Toutefois, nous faisons également le constat qu’à l’heure actuelle, la prime maximale déductible non indexée de 3200 euros ne permet pas de se constituer une retraite complémentaire suffisamment matérielle pour préserver le pouvoir d’achat.
A titre d’exemple, le capital constitué au terme d’une période de 35 années, avec une prime annuelle de 3 200 euros, pour une personne qui partirait en retraite à l’âge de 65 ans pourrait s’élever à environ 165 000 euros, soit une rente mensuelle d’environ 600 euros7.
En outre, les contraintes du cadre fiscal actuel ne correspondent plus à une société moderne et ne permettent pas de réagir en cas d’aléas de la vie.
Le Luxembourg fait face à plusieurs défis importants, l’un d’eux concerne le financement des retraites du fait du vieillissement de la population. Pour faire face à ce défi, différentes solutions peuvent être envisagées, et notamment celle consistant à repenser les régimes de pension. Encourager les employés à constituer en partie leur propre retraite doit en effet être considéré comme essentiel à la lumière du débat sur la durabilité du système de retraite légal actuel.
Comme l’indique la fondation IDEA dans son avis annuel pour 2020, un « premier pilier solide est une caractéristique essentielle d’une société évoluée ». Les deux autres piliers peuvent cependant utilement compléter ce volet, permettant aux individus de préparer et d’agencer au mieux leurs périodes de retraite, en fonction de leurs caractéristiques et aspirations personnelles. Les RCP pourraient également à ce titre devenir l’un des fers de lance d’une politique d’attraction des « talents ».

### Matériel:

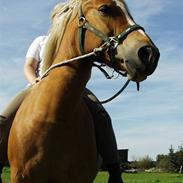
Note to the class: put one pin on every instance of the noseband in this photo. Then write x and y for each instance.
(109, 43)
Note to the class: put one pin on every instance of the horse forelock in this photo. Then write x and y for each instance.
(66, 13)
(122, 4)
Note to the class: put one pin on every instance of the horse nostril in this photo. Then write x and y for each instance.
(145, 54)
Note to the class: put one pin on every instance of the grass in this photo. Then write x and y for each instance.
(102, 177)
(144, 178)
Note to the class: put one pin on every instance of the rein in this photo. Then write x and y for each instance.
(109, 43)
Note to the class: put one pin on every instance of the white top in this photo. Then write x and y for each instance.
(36, 51)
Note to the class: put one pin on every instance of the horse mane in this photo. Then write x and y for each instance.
(61, 14)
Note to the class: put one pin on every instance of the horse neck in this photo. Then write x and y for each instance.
(69, 81)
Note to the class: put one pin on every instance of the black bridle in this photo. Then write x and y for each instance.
(109, 43)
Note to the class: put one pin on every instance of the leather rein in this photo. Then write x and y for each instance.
(110, 45)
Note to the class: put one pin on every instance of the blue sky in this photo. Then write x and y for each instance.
(145, 122)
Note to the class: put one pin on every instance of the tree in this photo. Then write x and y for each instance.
(173, 160)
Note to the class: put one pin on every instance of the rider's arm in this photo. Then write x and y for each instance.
(30, 67)
(32, 60)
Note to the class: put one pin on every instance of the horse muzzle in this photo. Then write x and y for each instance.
(141, 63)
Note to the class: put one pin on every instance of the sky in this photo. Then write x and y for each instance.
(147, 122)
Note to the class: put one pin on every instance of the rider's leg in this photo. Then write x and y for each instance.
(6, 118)
(106, 141)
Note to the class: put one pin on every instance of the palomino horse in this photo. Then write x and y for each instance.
(52, 138)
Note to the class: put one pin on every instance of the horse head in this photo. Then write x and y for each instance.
(127, 47)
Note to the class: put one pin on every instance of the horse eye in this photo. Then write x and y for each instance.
(105, 9)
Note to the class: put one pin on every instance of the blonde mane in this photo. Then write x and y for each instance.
(60, 17)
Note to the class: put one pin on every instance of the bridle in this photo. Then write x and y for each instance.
(109, 44)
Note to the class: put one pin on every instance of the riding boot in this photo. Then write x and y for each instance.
(114, 173)
(1, 171)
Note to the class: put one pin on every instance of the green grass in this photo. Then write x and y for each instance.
(144, 178)
(102, 177)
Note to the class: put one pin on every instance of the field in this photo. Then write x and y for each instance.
(129, 178)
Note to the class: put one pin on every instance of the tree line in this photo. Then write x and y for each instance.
(171, 162)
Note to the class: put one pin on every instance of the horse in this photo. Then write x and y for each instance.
(52, 137)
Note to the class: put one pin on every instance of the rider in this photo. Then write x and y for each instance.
(106, 142)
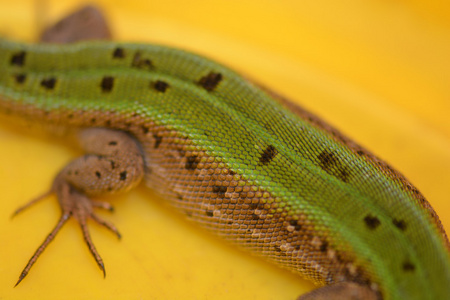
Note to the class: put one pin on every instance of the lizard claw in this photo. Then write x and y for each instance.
(73, 203)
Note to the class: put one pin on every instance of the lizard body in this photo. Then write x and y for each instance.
(240, 161)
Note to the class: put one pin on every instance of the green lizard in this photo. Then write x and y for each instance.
(237, 159)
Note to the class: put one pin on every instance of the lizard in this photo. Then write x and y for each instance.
(236, 158)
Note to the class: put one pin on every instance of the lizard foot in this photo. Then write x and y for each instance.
(73, 204)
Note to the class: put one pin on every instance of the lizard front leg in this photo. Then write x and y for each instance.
(114, 163)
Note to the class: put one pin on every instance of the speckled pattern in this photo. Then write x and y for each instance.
(241, 162)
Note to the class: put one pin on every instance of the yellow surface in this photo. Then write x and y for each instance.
(377, 70)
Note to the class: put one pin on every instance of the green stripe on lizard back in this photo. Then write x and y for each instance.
(368, 222)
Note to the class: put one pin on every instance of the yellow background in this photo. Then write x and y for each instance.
(378, 70)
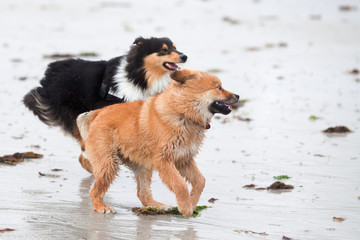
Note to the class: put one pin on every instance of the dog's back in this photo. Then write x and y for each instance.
(69, 87)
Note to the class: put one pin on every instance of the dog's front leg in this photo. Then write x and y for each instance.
(173, 180)
(191, 173)
(143, 179)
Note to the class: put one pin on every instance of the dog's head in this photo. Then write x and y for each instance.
(203, 92)
(158, 55)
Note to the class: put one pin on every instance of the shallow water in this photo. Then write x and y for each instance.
(289, 58)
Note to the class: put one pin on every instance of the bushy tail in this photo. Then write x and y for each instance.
(50, 112)
(38, 105)
(83, 122)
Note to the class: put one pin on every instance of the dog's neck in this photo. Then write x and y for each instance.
(129, 91)
(176, 112)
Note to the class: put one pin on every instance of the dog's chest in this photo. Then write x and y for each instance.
(130, 92)
(181, 147)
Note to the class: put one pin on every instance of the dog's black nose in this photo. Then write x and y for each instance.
(183, 58)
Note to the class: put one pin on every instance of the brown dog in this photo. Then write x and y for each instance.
(163, 133)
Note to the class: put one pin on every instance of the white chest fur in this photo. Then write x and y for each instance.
(130, 92)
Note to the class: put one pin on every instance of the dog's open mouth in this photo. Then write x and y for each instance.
(171, 66)
(220, 107)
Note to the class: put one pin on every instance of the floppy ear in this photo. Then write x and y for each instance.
(182, 75)
(139, 41)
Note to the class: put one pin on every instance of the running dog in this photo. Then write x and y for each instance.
(74, 86)
(163, 133)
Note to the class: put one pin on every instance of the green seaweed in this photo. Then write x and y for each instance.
(314, 117)
(173, 211)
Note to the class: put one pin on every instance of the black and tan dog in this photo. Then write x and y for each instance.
(163, 133)
(74, 86)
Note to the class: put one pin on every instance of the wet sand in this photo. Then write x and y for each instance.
(290, 59)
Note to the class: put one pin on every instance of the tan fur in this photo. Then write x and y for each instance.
(163, 133)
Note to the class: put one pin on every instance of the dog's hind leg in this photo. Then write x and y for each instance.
(85, 163)
(172, 179)
(143, 180)
(191, 173)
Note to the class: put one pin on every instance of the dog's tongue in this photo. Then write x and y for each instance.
(227, 105)
(172, 66)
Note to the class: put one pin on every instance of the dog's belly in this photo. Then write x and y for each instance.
(185, 152)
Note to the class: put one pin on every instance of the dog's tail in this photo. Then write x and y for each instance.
(38, 105)
(83, 122)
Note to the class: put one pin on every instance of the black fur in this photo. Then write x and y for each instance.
(74, 86)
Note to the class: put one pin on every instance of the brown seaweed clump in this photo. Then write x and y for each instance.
(280, 185)
(337, 129)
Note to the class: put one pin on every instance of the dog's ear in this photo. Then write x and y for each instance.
(139, 41)
(182, 75)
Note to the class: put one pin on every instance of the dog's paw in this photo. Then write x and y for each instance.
(164, 207)
(186, 209)
(104, 209)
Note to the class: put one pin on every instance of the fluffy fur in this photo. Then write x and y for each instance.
(74, 86)
(163, 133)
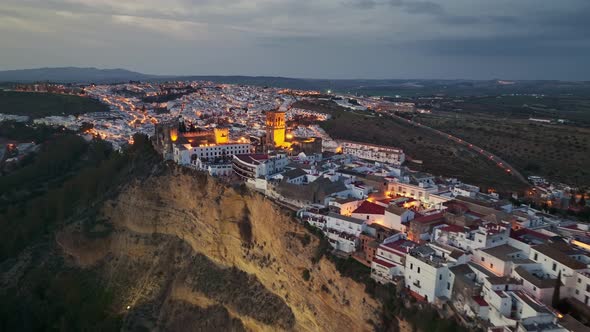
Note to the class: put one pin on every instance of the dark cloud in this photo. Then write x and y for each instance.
(304, 38)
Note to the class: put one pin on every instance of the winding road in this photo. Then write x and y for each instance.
(500, 163)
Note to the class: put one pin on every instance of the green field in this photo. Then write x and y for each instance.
(558, 152)
(440, 156)
(574, 109)
(39, 105)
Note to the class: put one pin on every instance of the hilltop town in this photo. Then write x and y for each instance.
(496, 264)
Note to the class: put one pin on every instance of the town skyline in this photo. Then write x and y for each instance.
(364, 39)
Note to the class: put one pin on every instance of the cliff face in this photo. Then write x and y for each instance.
(186, 253)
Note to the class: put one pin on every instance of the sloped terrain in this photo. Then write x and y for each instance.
(186, 253)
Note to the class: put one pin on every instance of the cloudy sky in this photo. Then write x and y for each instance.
(481, 39)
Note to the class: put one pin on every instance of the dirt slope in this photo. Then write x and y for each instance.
(187, 253)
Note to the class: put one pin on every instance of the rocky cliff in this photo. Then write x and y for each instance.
(183, 252)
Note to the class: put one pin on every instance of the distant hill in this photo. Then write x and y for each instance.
(374, 87)
(71, 75)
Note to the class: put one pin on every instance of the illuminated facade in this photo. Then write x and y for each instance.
(275, 128)
(221, 135)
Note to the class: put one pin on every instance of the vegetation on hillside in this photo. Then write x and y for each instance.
(39, 105)
(439, 156)
(67, 178)
(558, 152)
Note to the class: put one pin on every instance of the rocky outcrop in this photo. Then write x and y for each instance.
(186, 251)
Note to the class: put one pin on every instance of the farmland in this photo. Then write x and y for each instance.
(440, 156)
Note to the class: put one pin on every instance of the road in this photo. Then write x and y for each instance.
(500, 163)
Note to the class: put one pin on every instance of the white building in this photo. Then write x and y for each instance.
(397, 218)
(487, 235)
(184, 154)
(252, 166)
(426, 194)
(427, 271)
(390, 258)
(379, 153)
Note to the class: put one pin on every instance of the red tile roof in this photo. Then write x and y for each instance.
(525, 231)
(399, 247)
(480, 301)
(453, 229)
(252, 158)
(370, 208)
(429, 218)
(383, 263)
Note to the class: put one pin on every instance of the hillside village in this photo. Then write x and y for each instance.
(499, 265)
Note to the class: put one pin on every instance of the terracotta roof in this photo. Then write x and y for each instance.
(252, 158)
(540, 283)
(527, 235)
(559, 252)
(397, 210)
(480, 301)
(429, 218)
(383, 263)
(370, 208)
(399, 247)
(453, 228)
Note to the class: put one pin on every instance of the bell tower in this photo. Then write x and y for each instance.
(275, 128)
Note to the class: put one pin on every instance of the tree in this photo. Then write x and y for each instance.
(572, 199)
(555, 300)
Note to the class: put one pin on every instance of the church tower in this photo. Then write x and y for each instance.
(275, 128)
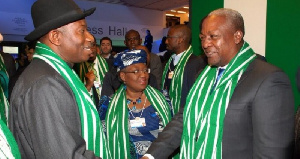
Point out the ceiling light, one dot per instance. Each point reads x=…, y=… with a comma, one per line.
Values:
x=181, y=12
x=169, y=14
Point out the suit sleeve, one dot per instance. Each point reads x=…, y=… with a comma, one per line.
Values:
x=47, y=122
x=273, y=118
x=169, y=139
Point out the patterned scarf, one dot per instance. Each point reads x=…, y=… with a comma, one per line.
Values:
x=9, y=147
x=90, y=123
x=102, y=68
x=176, y=82
x=4, y=91
x=117, y=120
x=206, y=109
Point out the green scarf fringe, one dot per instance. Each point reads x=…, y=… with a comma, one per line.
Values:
x=205, y=110
x=176, y=82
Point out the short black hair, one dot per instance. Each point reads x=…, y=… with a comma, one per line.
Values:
x=105, y=38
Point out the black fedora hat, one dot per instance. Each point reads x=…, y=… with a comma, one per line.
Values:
x=51, y=14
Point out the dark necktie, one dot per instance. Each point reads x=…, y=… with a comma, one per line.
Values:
x=220, y=73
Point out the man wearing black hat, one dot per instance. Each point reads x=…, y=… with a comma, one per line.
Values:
x=51, y=112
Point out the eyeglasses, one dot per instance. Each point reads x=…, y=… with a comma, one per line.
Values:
x=169, y=37
x=139, y=71
x=133, y=39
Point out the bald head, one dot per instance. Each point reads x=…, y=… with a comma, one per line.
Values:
x=234, y=18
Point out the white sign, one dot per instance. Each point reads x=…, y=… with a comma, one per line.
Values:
x=15, y=23
x=117, y=31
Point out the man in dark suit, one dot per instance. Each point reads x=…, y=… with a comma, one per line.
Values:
x=247, y=111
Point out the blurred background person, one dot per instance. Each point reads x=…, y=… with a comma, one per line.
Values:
x=92, y=73
x=148, y=40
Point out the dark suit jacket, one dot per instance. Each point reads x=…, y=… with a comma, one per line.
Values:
x=44, y=116
x=259, y=121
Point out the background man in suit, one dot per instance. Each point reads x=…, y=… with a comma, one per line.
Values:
x=247, y=113
x=182, y=61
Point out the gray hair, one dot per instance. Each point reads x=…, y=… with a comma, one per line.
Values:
x=233, y=17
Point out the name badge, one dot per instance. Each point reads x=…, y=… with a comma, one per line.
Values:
x=97, y=84
x=137, y=122
x=170, y=75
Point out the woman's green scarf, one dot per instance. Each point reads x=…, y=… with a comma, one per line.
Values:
x=90, y=123
x=9, y=147
x=176, y=82
x=4, y=92
x=205, y=109
x=117, y=120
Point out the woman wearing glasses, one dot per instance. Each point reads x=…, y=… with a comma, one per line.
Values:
x=137, y=112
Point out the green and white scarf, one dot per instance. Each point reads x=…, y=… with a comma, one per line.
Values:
x=102, y=68
x=205, y=110
x=90, y=123
x=4, y=106
x=4, y=78
x=176, y=82
x=9, y=147
x=117, y=120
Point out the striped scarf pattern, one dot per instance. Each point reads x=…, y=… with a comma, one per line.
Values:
x=117, y=120
x=176, y=82
x=102, y=68
x=90, y=123
x=9, y=147
x=205, y=110
x=4, y=78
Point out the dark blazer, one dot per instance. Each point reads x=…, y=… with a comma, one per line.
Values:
x=259, y=121
x=44, y=116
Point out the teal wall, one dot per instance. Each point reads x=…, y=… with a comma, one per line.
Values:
x=283, y=38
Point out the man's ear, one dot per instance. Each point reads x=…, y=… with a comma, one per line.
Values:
x=238, y=36
x=54, y=37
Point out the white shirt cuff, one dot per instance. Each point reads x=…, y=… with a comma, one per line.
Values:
x=149, y=156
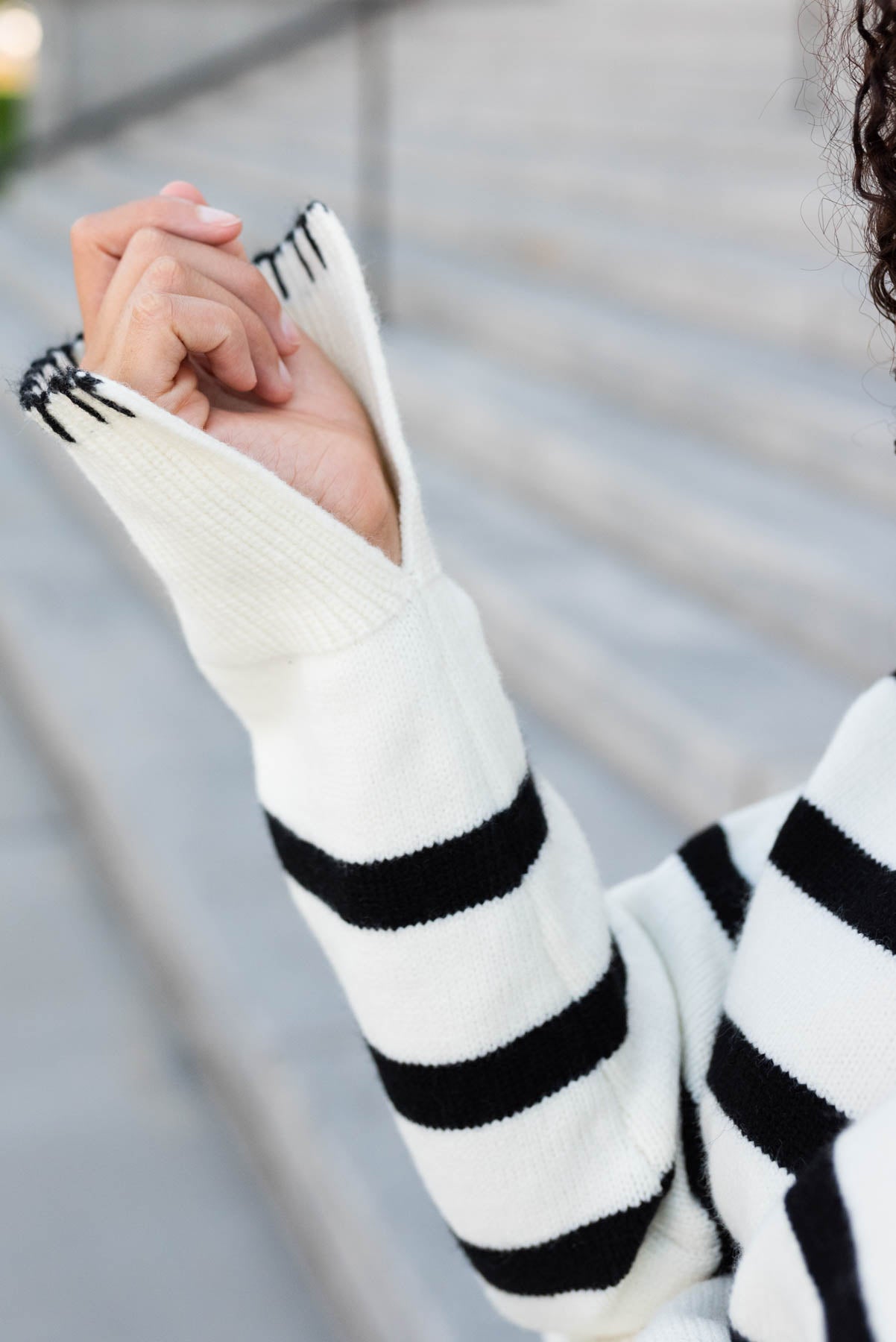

### Consignes:
A. Dans le texte cité, la phrase qui commence par « A titre d'exemple » présente un calcul chiffré. Relevez tous les montants en euros qu'elle donne et précisez à quoi chacun correspond.
B. Répondez brièvement à ces questions à partir du texte cité.
(i) À quel âge la personne de l'exemple partirait-elle à la retraite ?
(ii) Quel défi le Luxembourg doit-il relever en raison du vieillissement de la population ?
(iii) Dans quel document la fondation IDEA qualifie-t-elle un premier pilier solide de « caractéristique essentielle d'une société évoluée » ?
Ce matériel est distinct du texte cité et n'a aucun lien avec lui.

### Corrigé:
A.
- 3 200 euros : la prime annuelle
- environ 165 000 euros : le capital constitué au bout de 35 années
- environ 600 euros : la rente mensuelle

B.
(i) À 65 ans.
(ii) Le financement des retraites.
(iii) Dans son avis annuel pour 2020.